All of the data should be restated exactly as it stands.

# # # #

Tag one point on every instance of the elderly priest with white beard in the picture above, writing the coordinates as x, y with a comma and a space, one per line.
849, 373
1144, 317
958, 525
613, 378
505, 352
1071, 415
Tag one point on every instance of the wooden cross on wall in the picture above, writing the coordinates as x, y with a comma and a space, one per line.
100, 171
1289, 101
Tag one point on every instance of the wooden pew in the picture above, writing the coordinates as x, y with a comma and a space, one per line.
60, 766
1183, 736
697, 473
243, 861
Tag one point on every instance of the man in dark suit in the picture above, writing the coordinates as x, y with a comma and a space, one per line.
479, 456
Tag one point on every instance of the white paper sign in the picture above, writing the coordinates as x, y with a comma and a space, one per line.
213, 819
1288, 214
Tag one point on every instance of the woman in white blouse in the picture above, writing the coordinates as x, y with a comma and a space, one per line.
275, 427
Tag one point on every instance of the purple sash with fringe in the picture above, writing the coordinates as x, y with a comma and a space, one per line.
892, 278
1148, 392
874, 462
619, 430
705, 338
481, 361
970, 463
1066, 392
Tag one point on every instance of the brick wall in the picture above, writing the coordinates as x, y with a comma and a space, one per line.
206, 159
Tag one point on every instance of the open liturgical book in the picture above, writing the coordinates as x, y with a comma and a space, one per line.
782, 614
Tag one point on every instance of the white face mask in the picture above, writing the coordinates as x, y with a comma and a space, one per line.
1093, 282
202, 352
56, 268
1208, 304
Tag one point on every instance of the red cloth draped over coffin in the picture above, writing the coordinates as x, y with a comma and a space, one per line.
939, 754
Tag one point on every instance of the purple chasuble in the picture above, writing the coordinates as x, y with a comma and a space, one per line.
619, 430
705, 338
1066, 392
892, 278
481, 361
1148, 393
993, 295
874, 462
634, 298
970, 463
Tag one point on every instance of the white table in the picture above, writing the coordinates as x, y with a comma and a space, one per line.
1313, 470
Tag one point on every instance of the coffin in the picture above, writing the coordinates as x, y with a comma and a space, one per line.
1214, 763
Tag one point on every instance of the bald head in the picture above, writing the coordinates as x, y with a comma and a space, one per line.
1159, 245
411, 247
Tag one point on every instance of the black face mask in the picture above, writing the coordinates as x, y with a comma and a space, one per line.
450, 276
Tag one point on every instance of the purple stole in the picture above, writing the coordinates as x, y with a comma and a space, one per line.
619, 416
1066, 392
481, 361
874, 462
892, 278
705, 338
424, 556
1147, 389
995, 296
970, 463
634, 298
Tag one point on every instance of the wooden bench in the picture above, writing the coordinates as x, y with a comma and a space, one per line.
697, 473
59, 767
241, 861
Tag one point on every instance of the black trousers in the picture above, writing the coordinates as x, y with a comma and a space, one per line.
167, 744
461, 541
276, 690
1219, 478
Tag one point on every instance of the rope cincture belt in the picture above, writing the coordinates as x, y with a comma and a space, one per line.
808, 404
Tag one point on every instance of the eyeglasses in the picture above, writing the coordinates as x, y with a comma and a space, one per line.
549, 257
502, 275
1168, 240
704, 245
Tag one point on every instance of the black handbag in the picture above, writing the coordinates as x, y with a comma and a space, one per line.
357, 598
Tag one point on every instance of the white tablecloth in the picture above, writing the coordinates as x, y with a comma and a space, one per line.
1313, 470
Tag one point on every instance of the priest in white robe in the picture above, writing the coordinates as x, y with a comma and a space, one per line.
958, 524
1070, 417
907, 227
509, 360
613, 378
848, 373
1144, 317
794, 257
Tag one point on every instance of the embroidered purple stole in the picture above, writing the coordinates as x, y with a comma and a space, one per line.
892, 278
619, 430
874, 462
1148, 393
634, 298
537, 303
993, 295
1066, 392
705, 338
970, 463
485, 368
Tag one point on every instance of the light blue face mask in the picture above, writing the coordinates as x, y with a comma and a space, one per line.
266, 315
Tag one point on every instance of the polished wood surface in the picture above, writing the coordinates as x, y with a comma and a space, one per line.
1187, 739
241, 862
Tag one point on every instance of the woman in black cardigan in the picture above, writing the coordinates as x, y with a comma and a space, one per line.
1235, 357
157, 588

# # # #

■ **Your solution**:
Tag one point on every instance of the elderly priest with white beard in the picture above, writing the coordinates as x, y with a comma and a space, one per line.
849, 373
1144, 317
958, 525
613, 378
505, 352
1071, 415
Tag one point on every instance of the wooden cross on wall in the picture above, writing the coordinates as x, y with a comma and a space, one per line.
100, 171
1289, 101
Tag one point on every instance of the wooden pew in the picture above, writing the coordinates as x, y with a comma and a space, one per line.
60, 766
1183, 736
697, 473
243, 861
Tag one point on every instance of the man in dark suit in the picture above, writing the coordinates as x, y with a comma and a space, one per line.
479, 456
Tag one point on every instance of the white paper sign in the picture above, writing the coordinates as x, y with a comma and a space, one per line.
213, 819
1288, 214
Tag one point on every instance of the woman in white blouse in the picture above, writing the coordinates as x, y with a comma and a space, one per line.
275, 427
Tag one point on every instance of the purple sash with fringe in the picture above, writing the coordinates as x, y with a comma and a space, one per line.
892, 278
1148, 392
874, 462
619, 430
705, 338
481, 361
970, 463
1066, 392
Tag one point on every instance of the brick wall in the picture above, writing the coordinates as x, y with a comma and a space, one per line.
206, 159
Tag one point on every instance of the open liturgical book in the picture above, writing the coordinates as x, y with a comma and a space, one per line.
782, 614
Tag one point on every instance of the white face mask in the picture above, writing the coordinates as x, y with a comma and a space, one per line.
1093, 282
202, 352
56, 268
1208, 304
Tag one point on every instance of the red cloth draped over coffin in the picture above, writing the coordinates as x, y with a comma and a space, one per line.
939, 754
Tag one point on every instance of the purple chasuble in the picture above, writing the coordinates as x, y with a comma and a space, one per line.
619, 430
705, 338
1066, 392
892, 278
481, 361
1148, 393
993, 295
874, 462
634, 298
970, 463
Tag one point on every instance of the white table in the picture above, writing the coordinates as x, y with a comma and a space, one per line.
1313, 470
Tag one point on every instance of the coffin in the picture above, writing the coordinates as x, y with a comma and a space, one per line.
1214, 763
Tag one point on every instance of the bald head in the picture above, writing the coordinates as x, y with a comma and a space, one per line.
1159, 245
411, 247
Tag one point on every instance of the black face mask in the picture above, writing the coordinates as x, y with a comma and a space, one per line.
450, 276
Tag one point on every instance of the purple stole in the picture above, writing the coordinates as x, y with a comma and a space, one per line.
619, 416
1066, 392
481, 361
874, 462
892, 278
705, 338
424, 556
1147, 389
995, 296
970, 463
634, 298
Tag one point on every instance of the wooden bench in the picture above, writing the coordinates as x, y with a comma and a space, one per line.
697, 473
59, 767
241, 861
Tag one point on every instance of the black trousers in the picture above, writing the coordinates as x, y with a comma and a space, one per line.
167, 744
461, 541
276, 690
1219, 478
Tag one point on every instance of the rope cincture belt in the picture above, writing the coordinates as x, y with a comma and a space, one per line.
808, 404
Tag one point on every instance of the eyeglasses in the picture above, writing the coordinates as x, y with a comma and a space, one per line.
549, 257
502, 275
1168, 240
704, 245
Tag one point on every instance of the black handbag in the picture above, writing the coordinates as x, y with a comma and a space, one per line.
357, 598
Tag one point on every instance of the white tablecloth in the picture above, writing the coordinates as x, y with a comma and a space, one per line.
1313, 470
Tag one point on every instance of the priest in white robe in the picture above, writing the coordinates as x, y with a comma and a space, one per line.
958, 524
1070, 417
907, 227
509, 360
613, 378
848, 373
1144, 317
794, 257
Tag one point on every instance of the embroidered purple stole in the picture above, writing the coordinates as x, y with a comma and a space, one per line.
892, 278
619, 430
874, 462
1148, 393
634, 298
537, 303
993, 295
1066, 392
705, 338
970, 463
485, 368
Tag one point on every instance of the light blue face mask in the picture above, writing the coordinates as x, y with a comma and a space, one per line.
266, 315
Tag one point on every instance of the polished wood surface in the picture above, writing the coordinates as x, y with a comma and a space, one per line.
1187, 739
241, 862
Tag one point on every instance of the woman in black cardigan in the picture above, writing the coordinates as x, y with a comma and a space, one per line.
1235, 357
157, 588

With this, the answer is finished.